> [SOURCE PASSAGE]
..............................

For most cosmologists, however, there is in fact a great deal of difference between, for example, dark matter, supported by multiple strands of observational evidence, and string theory, which belongs to a more speculative realm without existing observational confirmation. Indeed some have suggested that string theory is beyond scientific verification entirely and should not be the recipient of so much research time.23 Boltzmann Brains, for their part, occupy an even more fringe position in contemporary cosmology than string theory. Though both are highly speculative, insofar as they rely on speculative hypotheses derived from our model of the universe rather than empirical observation, Boltzmann Brains are much more peripheral, and more challenging.

Boltzmann Brains are perplexing for cosmologists because, as we mentioned earlier, they cause a logical paradox, which undermines the philosophical foundations that let cosmologists make what they consider to be grounded speculations about the universe. Modern Western cosmology, since the seventeenth century, has been a history of Copernican displacements. The Sun does not go around Earth. The solar system is only one of many in an undistinguished spiral arm of an ordinary galaxy, one of billions, nowhere special in an enormous universe. In one sense, this profound displacement of humanity from the center of things has been the saving grace for cosmology as a science. It can draw on humans’ very mediocrity to posit them as typical observers of a homogeneous and isotropic universe. Statistically this allows cosmology to make statements based on observations, knowing they would look similar from any vantage point. This lets cosmologists draw conclusions with some certainty, even though they cannot make repeated experiments as most other natural scientists do.

..............................

> [INFORMATION SHOWN]
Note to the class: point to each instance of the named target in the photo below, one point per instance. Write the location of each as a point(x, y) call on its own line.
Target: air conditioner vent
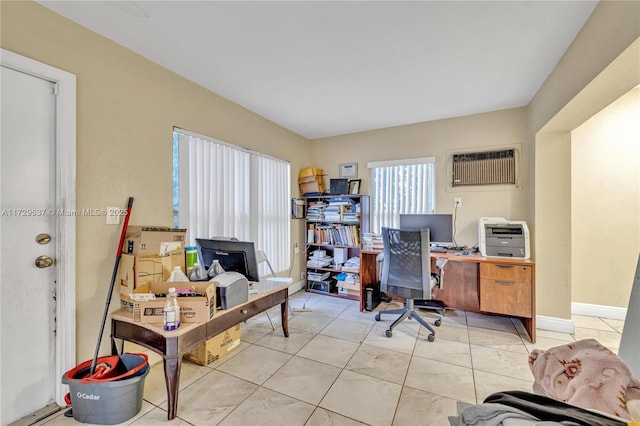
point(484, 168)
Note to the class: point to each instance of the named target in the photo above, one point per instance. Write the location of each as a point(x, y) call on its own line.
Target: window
point(222, 190)
point(401, 187)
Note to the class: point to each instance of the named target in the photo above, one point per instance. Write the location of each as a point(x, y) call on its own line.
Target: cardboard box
point(348, 292)
point(311, 180)
point(216, 347)
point(148, 240)
point(349, 286)
point(135, 271)
point(192, 308)
point(309, 187)
point(309, 174)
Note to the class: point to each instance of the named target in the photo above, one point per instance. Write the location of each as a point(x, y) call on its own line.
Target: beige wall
point(126, 109)
point(601, 65)
point(438, 139)
point(605, 203)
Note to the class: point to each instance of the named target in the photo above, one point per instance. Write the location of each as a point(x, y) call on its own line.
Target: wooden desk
point(473, 283)
point(173, 344)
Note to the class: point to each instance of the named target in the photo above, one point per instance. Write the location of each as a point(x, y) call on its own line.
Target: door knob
point(44, 261)
point(43, 238)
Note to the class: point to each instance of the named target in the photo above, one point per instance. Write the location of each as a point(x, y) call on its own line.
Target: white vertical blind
point(228, 191)
point(401, 187)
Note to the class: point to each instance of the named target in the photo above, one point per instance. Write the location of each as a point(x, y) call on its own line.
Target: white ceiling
point(323, 68)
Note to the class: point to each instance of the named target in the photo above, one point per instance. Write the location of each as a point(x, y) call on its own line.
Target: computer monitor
point(233, 255)
point(440, 226)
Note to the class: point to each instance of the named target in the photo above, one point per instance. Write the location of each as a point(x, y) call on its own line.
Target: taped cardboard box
point(152, 240)
point(311, 180)
point(216, 347)
point(309, 174)
point(135, 271)
point(200, 308)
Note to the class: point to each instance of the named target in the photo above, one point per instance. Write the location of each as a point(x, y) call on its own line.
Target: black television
point(440, 226)
point(233, 255)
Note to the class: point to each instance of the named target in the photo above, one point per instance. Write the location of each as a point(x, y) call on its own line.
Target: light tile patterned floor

..............................

> [WHAT TO DO] Write a continuation of the Boltzmann Brains passage, picking up after its final sentence.

> [RESPONSE BELOW]
Boltzmann Brains threaten this. They represent a final, very strange displacement. Perhaps humans (and other beings with “normal” entropic histories) are not typical observers at all, being wildly outnumbered by future Boltzmann Brains. Humans are once again atypical, but they have not been re-enthroned at the center of creation; instead they are now so freakish and irrelevant that cosmology cannot, with any certainty, make solid statements about the universe based on their observations. When the lifespan of the universe is your frame, freaky observers, or Boltzmann Brains, are much more common than any other form of baryonic matter, such as humans, rocks, or even planets. So from the perspective of cosmology, the problem posed by Boltzmann Brains is not so much a challenge put to human exceptionalism, but to human mediocrity.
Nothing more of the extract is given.